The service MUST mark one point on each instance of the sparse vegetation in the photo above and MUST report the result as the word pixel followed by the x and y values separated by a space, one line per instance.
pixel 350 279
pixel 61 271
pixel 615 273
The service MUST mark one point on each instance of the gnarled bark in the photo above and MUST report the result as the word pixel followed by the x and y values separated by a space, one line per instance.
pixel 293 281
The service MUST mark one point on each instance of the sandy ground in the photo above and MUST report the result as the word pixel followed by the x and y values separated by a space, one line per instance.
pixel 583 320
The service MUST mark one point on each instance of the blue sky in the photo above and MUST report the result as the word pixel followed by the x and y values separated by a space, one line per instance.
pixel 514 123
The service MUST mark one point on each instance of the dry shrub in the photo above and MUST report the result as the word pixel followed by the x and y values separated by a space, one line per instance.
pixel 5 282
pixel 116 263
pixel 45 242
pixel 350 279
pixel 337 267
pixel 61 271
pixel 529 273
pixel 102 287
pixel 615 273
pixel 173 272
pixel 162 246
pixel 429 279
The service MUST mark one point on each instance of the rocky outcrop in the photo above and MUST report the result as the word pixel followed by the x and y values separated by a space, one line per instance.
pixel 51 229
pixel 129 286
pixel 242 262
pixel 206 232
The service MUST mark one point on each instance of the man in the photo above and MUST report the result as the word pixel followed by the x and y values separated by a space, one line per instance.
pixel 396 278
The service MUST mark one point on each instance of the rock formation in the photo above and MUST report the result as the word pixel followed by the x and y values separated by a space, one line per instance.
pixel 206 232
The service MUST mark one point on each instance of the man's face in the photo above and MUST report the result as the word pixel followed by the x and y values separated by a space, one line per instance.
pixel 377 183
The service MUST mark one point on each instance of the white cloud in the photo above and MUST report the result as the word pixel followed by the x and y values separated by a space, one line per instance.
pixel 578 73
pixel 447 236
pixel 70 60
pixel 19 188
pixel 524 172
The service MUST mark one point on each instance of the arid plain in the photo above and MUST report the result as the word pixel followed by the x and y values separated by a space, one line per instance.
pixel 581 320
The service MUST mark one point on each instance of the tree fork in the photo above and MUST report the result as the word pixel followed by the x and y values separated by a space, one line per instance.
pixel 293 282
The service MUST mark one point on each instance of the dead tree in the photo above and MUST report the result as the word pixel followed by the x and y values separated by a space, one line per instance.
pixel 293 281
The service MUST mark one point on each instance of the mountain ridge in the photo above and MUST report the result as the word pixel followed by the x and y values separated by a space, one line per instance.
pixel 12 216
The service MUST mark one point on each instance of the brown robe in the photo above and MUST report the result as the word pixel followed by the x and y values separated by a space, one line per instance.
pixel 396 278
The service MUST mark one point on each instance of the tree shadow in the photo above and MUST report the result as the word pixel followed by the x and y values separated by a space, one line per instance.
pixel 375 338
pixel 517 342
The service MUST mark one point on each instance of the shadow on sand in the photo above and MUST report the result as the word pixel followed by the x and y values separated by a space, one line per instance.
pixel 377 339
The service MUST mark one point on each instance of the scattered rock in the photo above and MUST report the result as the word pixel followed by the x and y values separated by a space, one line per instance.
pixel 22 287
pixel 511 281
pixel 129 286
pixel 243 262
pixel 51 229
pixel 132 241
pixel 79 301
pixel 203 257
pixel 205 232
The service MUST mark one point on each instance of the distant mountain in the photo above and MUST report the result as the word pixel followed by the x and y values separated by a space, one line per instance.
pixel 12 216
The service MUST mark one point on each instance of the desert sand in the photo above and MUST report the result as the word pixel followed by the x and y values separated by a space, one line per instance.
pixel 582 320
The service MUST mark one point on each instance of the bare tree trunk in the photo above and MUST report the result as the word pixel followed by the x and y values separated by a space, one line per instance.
★ ★ ★ ★ ★ ★ ★
Task description:
Transcribe the listing above in full, so that every line matches exactly.

Solution for this exercise:
The service MUST mark one point on each instance of the sparse vegetation in the photo above and MUST report the result as the word pixel followed by the x and y values separated by a space, one line per instance.
pixel 350 279
pixel 61 271
pixel 615 273
The service MUST mark one point on each instance of the gnarled bark in the photo above and MUST report the result as the word pixel followed by the x and y values separated by a space, one line per instance.
pixel 293 281
The service MUST mark one point on each instance of the sandy ground in the photo above and MUST report the result as the word pixel followed by the x and y values separated by a space, one line per instance.
pixel 583 320
The service MUST mark one point on each instance of the blue sky in the photo above and MUST report the result as the word pixel followed by the x and y values separated by a space, one line per instance.
pixel 514 123
The service MUST mark one point on each instance of the dry shrub in the photo above and MUST report the result as the word pixel followed by the x and y values separated by a space, one line per instance.
pixel 5 282
pixel 116 263
pixel 45 242
pixel 350 279
pixel 337 267
pixel 61 271
pixel 529 273
pixel 102 287
pixel 615 273
pixel 173 272
pixel 162 246
pixel 429 279
The service MUST mark one point on each instance of the rocky outcrop in the photo above and MUST report the result as the word pixel followed by the x and y values separated by a space, one line per instance.
pixel 51 229
pixel 129 286
pixel 242 262
pixel 206 232
The service MUST mark one point on each instance of the man in the photo above and MUST report the result as the word pixel followed by the x and y values separated by a space, one line per instance.
pixel 396 278
The service MUST mark one point on each instance of the rock formation in the photo above and MUST report the result as the word pixel followed by the x and y values separated by a space, one line per instance.
pixel 206 232
The service MUST mark one point on each instance of the man's face in the photo above and MUST report the result as the word pixel followed by the x and y values separated by a space, one line per instance.
pixel 377 183
The service MUST mark one point on each instance of the white cloud in the photo above and MUST report the result as the word pixel followed by the x and y values separated by a space, one line per instance.
pixel 578 73
pixel 447 236
pixel 70 60
pixel 19 188
pixel 524 172
The service MUST mark one point on each instance of the arid plain in the photo above and MUST report the result as the word pixel followed by the x and y values separated by a space, one line per instance.
pixel 581 320
The service MUST mark one point on each instance of the tree fork in the photo above and MUST report the result as the word pixel followed by the x and y values separated by a space, one line per instance.
pixel 293 282
The service MUST mark one point on each instance of the dead tree in the photo above and MUST report the result as the word pixel followed by the x and y values separated by a space, one line per instance.
pixel 293 281
The service MUST mark one point on each instance of the mountain ridge in the photo above and MUST report the result as the word pixel followed by the x and y values separated by a space, one line per instance.
pixel 12 216
The service MUST mark one point on each instance of the brown robe in the photo above and MUST report the result as the word pixel followed by the x and y values separated by a space, one line per instance.
pixel 396 278
The service MUST mark one point on each instance of the tree shadow in the photo above and MUST report the result as the word pixel followed by the x and y values separated by a space, one line per instance.
pixel 375 338
pixel 517 342
The service MUST mark one point on each instance of the shadow on sand in the photo above and MUST report the result as the word pixel followed by the x and y values separated by a space, one line per instance.
pixel 377 339
The service MUST mark one point on each instance of the scattered rock in the photo above and MUST report the result as the word pixel followed by the x and y values separated by a space, one line per instance.
pixel 22 287
pixel 511 281
pixel 129 286
pixel 243 262
pixel 51 229
pixel 132 241
pixel 79 301
pixel 203 257
pixel 205 232
The service MUST mark one point on each instance of the distant mountain in the photo above and MUST report the result as the word pixel followed by the x and y values separated by a space, one line per instance.
pixel 12 216
The service MUST mark one point on each instance of the desert sand in the photo above and MUST report the result as the word pixel followed by the x and y values separated by a space, one line per instance.
pixel 582 320
The service MUST mark one point on each instance of the bare tree trunk in the photo above and MUST report the result as the word pixel followed by the x and y values separated by a space, one line per instance.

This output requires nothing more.